(Task item):
Quote the whole passage on handling missing data in predictive models, word for word.

(Source document):
______
You should know imputing the mean (or the median) is the demonstrably poorest form of imputation. This takes no account of the uncertainty of the value, and the range of possible predictions that could arise from the possible values. The literature on this is extensive. In the context of prediction, we can show that distributional approaches like multiple imputation or expectation maximization use the whole distribution of predictions and responses to obtain the most precise predictions for both continuous and binary classifications.
Having said that, few if any predictive modelers pay due attention to the issue of missing data. They, like many, restrict to complete cases in development of the model and expect that users will supply only complete factors when applying the model prospectively. This issue is so bad that many medical experts who use online risk calculators just "guess" on values when a rigorous treatment would be more useful. In a small step up from this, modelers will at times numerically code missing values so that a kind of imputation is performed. But missingness indicators are problematic because uncommon missing patterns can have highly unstable predictions, and depending on the endpoint, can cause a kind of bias in all predictions.
A good predictive modeler has to think prospectively about how a model will be applied. The model developer has to ask questions such as: in what setting will the model be used? Is it an arithmetic model that will be computed by-hand or using Excel without access to extensive data backends? Or can the model be developed and batch processed using applets on a stable website where complex imputations can be performed? And what are the relative merits of adopting increasingly complex logistical hurdles?
______
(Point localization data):
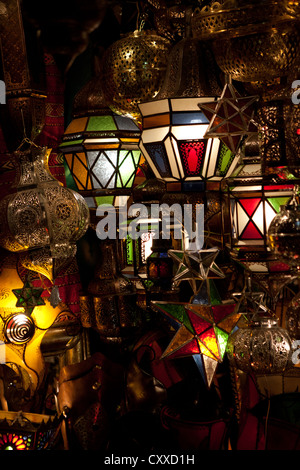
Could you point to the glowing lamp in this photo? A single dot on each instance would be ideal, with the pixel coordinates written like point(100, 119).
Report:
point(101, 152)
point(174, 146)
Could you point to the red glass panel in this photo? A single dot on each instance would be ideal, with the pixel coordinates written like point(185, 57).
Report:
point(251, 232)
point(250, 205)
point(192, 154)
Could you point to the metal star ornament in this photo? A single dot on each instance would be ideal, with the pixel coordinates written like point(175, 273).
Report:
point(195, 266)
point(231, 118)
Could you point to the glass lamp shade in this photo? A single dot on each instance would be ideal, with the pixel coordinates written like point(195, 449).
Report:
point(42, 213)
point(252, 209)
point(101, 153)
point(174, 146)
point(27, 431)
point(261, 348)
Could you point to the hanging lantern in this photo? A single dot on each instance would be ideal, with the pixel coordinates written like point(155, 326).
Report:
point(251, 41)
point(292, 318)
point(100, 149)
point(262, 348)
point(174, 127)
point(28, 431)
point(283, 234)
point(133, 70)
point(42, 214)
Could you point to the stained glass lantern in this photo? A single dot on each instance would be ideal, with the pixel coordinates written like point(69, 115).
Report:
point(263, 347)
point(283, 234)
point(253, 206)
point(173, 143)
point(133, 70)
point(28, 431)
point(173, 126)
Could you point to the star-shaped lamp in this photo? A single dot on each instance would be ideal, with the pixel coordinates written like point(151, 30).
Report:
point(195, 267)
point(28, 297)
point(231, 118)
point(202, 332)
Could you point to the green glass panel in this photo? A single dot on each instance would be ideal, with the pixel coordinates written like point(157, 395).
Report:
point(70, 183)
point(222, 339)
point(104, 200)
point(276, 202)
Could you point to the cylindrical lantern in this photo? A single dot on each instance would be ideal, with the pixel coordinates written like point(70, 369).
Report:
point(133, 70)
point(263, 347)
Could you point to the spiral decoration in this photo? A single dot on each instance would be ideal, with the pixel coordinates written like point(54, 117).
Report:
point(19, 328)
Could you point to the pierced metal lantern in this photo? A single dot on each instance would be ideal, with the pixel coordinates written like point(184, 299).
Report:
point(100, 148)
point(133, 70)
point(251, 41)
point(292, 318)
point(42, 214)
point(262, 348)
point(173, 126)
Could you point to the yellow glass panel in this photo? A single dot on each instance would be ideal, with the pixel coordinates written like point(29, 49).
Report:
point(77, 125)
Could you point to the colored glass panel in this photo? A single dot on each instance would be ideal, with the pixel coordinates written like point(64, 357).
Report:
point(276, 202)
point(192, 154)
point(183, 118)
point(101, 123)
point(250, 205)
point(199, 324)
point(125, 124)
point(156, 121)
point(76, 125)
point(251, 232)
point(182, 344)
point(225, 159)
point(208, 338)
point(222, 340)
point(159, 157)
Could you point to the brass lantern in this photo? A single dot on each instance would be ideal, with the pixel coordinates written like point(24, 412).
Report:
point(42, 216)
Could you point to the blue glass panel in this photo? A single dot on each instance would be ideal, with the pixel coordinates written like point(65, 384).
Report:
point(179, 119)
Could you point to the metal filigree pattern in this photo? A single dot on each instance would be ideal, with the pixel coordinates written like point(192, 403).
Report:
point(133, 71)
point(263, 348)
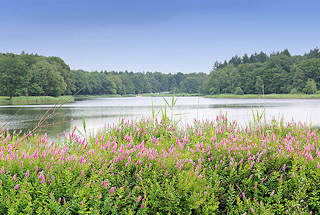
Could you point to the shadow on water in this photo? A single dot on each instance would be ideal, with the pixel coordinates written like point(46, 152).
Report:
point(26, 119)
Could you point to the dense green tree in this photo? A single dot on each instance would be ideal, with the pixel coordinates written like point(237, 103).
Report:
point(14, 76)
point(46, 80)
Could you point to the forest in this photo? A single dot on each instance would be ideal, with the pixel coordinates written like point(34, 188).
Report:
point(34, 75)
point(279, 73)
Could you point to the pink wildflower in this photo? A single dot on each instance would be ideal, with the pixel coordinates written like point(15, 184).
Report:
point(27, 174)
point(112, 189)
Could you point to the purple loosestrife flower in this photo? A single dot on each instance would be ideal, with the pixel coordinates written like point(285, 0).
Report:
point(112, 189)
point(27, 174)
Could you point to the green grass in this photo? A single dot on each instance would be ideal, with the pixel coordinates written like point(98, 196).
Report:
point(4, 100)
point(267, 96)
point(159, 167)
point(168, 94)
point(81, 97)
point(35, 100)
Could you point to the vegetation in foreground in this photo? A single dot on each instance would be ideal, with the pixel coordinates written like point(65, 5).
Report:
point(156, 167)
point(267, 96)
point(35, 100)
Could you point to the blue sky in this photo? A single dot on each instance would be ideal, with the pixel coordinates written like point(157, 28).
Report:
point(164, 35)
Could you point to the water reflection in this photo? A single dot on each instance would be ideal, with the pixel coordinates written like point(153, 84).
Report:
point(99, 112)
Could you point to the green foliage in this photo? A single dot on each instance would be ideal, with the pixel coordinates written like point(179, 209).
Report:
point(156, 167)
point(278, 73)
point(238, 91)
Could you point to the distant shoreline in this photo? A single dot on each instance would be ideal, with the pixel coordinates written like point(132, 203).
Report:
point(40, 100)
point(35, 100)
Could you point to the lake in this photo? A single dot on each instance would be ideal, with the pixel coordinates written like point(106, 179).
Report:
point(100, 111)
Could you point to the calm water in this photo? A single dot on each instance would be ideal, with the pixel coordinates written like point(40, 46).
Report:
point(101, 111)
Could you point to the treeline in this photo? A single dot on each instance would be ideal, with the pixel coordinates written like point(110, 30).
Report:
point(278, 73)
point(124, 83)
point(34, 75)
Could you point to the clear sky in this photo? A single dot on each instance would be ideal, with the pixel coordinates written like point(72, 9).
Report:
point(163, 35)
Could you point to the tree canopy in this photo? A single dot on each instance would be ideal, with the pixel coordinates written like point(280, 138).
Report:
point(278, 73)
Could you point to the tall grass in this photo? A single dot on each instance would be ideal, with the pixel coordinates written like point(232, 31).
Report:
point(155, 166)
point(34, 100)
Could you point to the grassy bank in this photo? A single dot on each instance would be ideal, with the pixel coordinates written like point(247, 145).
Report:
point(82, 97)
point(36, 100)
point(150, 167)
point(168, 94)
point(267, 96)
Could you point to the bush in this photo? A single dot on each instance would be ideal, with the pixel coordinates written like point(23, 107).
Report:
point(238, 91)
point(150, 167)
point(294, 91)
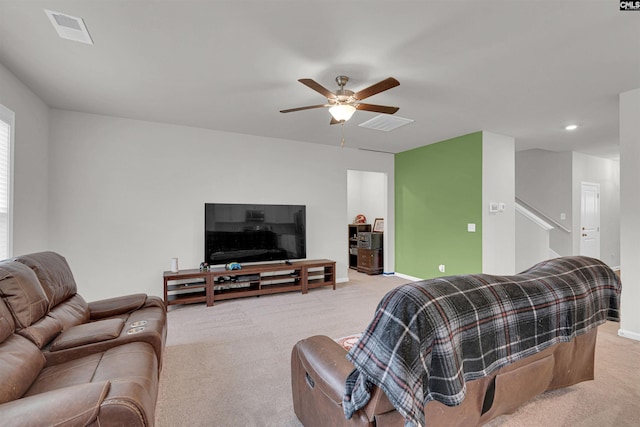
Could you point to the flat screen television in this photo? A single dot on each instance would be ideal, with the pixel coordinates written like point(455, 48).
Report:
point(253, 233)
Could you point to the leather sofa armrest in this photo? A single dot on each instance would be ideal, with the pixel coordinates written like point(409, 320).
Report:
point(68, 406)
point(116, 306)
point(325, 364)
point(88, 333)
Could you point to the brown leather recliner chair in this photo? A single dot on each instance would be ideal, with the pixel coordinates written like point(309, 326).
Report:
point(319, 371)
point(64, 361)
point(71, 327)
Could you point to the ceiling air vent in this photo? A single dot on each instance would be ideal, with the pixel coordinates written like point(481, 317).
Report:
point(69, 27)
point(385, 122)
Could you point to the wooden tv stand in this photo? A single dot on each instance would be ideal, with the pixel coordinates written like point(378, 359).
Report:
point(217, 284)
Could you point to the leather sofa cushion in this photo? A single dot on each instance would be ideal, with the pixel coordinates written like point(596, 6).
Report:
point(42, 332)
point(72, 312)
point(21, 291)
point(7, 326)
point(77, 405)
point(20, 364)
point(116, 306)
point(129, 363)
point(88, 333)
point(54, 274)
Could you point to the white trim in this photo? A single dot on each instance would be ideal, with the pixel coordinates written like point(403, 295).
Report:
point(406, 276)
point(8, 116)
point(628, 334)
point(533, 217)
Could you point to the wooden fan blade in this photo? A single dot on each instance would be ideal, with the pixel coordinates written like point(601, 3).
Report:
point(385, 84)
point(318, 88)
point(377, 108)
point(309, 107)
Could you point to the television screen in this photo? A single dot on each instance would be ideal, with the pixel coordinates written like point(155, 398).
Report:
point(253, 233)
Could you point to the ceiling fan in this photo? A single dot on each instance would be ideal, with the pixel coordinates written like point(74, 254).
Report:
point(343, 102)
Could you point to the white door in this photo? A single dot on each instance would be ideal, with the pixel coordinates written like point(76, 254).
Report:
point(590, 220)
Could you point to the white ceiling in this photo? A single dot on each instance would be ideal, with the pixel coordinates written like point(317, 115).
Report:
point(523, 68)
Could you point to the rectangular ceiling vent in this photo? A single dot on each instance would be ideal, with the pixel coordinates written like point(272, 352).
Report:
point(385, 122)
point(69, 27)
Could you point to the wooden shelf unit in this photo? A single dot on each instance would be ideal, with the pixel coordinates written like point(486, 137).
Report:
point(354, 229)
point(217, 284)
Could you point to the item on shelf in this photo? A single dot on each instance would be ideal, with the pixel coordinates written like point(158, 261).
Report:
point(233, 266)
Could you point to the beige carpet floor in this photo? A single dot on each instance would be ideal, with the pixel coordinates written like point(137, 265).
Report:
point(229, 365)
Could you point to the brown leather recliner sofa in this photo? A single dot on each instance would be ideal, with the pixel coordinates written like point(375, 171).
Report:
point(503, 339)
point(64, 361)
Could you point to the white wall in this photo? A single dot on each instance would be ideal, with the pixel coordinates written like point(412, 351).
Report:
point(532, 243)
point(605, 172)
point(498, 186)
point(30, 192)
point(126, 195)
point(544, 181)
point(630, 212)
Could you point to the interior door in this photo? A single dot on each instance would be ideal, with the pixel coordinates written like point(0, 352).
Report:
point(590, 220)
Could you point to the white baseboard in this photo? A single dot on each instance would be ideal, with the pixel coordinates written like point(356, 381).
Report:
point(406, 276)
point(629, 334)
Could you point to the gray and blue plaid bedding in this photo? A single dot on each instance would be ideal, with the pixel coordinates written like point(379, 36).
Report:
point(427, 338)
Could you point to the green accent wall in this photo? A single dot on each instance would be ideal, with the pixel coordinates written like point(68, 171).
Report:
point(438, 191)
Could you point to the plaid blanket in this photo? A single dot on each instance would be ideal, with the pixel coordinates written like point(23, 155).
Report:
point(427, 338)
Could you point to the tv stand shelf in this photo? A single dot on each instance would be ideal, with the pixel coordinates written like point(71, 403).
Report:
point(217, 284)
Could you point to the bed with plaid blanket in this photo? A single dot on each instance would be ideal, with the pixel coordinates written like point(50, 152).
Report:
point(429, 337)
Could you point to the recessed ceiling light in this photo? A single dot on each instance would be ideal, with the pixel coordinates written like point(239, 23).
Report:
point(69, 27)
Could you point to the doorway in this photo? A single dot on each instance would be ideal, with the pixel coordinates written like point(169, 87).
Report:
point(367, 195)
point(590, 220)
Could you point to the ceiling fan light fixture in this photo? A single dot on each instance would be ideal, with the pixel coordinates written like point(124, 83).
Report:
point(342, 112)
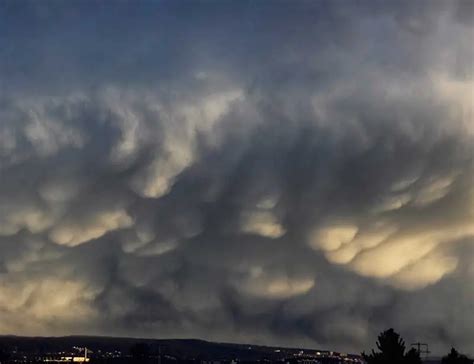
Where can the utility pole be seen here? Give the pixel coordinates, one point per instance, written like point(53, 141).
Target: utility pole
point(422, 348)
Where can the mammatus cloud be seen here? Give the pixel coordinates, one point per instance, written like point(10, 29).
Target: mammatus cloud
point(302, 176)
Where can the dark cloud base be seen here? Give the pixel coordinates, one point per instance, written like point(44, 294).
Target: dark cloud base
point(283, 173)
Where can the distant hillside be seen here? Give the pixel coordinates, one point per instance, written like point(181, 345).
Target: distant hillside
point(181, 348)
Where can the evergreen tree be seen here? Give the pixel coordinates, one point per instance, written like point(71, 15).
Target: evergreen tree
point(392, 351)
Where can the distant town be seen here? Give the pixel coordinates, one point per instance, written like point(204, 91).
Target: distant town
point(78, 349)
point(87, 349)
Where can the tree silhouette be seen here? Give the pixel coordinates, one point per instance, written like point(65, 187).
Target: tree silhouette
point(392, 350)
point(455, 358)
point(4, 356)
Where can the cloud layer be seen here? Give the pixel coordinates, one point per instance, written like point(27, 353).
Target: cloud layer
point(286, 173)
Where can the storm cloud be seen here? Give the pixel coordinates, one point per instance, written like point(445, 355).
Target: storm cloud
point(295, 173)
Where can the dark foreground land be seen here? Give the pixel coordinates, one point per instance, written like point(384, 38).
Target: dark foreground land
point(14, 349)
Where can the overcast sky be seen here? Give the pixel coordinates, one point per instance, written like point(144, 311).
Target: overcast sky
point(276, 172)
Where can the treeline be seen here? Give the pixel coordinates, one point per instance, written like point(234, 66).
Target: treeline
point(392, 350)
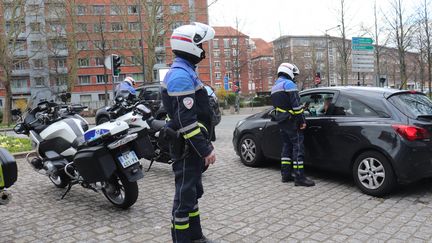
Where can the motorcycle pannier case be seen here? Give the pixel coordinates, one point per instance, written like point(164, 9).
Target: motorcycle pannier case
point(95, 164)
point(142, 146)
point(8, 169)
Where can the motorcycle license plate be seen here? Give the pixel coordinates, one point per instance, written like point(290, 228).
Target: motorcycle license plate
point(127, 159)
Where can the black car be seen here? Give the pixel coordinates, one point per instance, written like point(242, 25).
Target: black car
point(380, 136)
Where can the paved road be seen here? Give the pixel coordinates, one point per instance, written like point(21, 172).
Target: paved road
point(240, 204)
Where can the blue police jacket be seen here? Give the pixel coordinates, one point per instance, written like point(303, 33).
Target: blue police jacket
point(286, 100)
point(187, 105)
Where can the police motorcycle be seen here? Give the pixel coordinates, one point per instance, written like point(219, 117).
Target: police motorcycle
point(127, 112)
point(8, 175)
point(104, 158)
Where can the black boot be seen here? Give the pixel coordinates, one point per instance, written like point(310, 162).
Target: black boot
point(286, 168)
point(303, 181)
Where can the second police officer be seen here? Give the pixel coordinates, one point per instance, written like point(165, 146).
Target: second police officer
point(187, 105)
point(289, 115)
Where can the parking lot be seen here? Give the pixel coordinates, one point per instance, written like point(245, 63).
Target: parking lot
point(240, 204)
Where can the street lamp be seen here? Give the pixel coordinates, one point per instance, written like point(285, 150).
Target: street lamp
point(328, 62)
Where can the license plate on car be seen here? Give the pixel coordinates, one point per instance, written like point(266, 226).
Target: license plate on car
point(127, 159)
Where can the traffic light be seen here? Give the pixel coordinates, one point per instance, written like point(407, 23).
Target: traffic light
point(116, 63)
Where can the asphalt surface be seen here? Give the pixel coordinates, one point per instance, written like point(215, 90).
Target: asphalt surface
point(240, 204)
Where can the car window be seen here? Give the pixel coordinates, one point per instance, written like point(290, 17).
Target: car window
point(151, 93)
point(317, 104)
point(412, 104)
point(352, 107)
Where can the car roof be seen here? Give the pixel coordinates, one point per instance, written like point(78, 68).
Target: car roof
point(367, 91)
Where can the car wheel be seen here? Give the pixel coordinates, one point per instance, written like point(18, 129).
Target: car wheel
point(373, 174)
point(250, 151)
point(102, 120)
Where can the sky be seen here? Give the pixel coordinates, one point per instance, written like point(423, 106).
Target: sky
______
(Written solution):
You should know imputing the mean (or the median) is the demonstrably poorest form of imputation. This takes no account of the uncertainty of the value, and the range of possible predictions that could arise from the possible values. The literature on this is extensive. In the context of prediction, we can show that distributional approaches like multiple imputation or expectation maximization use the whole distribution of predictions and responses to obtain the most precise predictions for both continuous and binary classifications.
Having said that, few if any predictive modelers pay due attention to the issue of missing data. They, like many, restrict to complete cases in development of the model and expect that users will supply only complete factors when applying the model prospectively. This issue is so bad that many medical experts who use online risk calculators just "guess" on values when a rigorous treatment would be more useful. In a small step up from this, modelers will at times numerically code missing values so that a kind of imputation is performed. But missingness indicators are problematic because uncommon missing patterns can have highly unstable predictions, and depending on the endpoint, can cause a kind of bias in all predictions.
A good predictive modeler has to think prospectively about how a model will be applied. The model developer has to ask questions such as: in what setting will the model be used? Is it an arithmetic model that will be computed by-hand or using Excel without access to extensive data backends? Or can the model be developed and batch processed using applets on a stable website where complex imputations can be performed? And what are the relative merits of adopting increasingly complex logistical hurdles?